[Extracted entries]

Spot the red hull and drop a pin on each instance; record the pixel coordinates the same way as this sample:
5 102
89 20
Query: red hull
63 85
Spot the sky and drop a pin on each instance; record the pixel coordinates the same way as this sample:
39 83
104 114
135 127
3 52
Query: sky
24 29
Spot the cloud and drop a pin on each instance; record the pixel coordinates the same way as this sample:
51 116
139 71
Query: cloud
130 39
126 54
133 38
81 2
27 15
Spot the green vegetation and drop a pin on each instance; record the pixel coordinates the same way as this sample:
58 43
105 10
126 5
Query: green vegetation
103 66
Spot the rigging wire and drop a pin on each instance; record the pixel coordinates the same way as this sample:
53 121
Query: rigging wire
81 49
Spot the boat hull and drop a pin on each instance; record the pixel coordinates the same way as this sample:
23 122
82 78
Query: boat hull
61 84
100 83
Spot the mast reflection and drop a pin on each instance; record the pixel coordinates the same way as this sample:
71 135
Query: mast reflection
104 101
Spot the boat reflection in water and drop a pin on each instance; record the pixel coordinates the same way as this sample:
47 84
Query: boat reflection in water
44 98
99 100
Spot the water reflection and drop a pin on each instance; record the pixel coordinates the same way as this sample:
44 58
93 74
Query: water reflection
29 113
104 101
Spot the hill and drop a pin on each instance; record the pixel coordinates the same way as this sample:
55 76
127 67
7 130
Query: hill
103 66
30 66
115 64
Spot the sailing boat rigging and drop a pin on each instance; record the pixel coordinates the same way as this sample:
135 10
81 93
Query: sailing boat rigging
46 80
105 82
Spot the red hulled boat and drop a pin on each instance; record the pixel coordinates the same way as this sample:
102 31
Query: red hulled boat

[/Extracted entries]
[Extracted entries]

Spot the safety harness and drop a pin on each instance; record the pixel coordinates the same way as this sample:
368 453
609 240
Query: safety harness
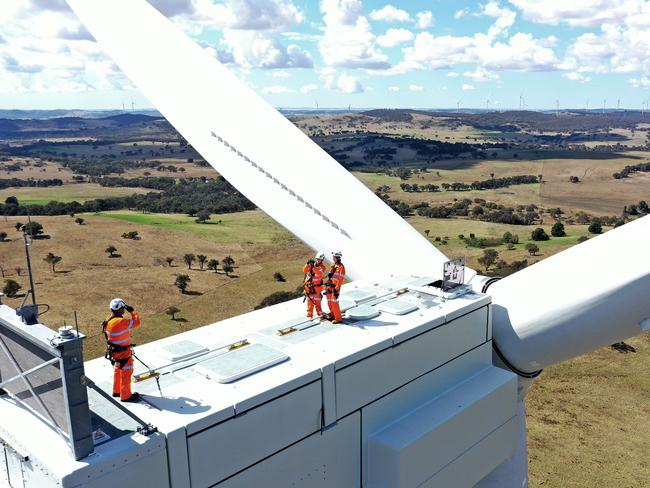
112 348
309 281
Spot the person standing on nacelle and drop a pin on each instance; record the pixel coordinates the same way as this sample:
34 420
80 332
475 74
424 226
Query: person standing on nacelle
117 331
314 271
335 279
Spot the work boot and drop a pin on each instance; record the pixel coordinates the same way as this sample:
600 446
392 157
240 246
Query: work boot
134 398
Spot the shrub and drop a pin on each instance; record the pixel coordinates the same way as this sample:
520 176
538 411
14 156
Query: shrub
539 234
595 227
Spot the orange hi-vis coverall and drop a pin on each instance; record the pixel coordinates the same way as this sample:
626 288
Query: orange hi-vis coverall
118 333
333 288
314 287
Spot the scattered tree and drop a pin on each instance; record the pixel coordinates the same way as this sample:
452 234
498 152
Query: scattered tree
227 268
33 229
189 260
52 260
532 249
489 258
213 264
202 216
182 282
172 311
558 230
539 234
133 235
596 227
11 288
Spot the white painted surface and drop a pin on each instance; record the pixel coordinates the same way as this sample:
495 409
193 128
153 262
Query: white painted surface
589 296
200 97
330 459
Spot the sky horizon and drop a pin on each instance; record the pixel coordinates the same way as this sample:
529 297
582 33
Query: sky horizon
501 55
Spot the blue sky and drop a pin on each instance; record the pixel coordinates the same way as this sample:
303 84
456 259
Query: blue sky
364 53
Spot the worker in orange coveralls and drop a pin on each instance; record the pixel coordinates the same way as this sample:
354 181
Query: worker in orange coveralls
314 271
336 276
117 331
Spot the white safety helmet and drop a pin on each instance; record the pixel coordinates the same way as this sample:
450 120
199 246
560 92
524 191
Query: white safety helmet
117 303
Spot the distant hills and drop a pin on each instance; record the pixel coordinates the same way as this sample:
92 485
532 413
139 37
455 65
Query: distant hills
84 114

[/Extracted entries]

### Exercise instructions
Look above for the line with "Query: rigging wire" and the line with "Query: red hulled boat". Write out those two lines and all the lines between them, exactly, and no others.

### Output below
Query: rigging wire
81 49
Spot the boat hull and drop a pin on each instance; record the pixel coordinates the same way as this sample:
23 122
82 78
Query: boat hull
61 84
100 83
Spot the mast reflection and drop a pin on each instance; record the pixel coordinates the same way as this sample:
71 135
Query: mast reflection
104 101
Spot the boat reflection in water and drop a pin on each instance; record the pixel coordinates the same way as this sample:
47 84
Query: boat reflection in water
44 98
99 100
Spot the water reflection and drop a pin on each instance; record the pixel coordinates the same way as this sample:
44 58
93 74
Query: water reflection
29 113
104 101
Spot the hill and drop a pin on each instance; record the pixel coordinates the same way as this sample:
55 76
127 67
7 130
Query: hill
103 66
30 66
115 64
Spot the sailing boat rigging and drop a pin on each instance; record the pixel coordinates the same way as this sample:
135 10
81 93
Query: sailing boat rigging
46 80
105 82
Spot the red hulled boat and drop a pin on each instance; record the pixel coordinates the same way as this sample:
102 31
Query: red hulled boat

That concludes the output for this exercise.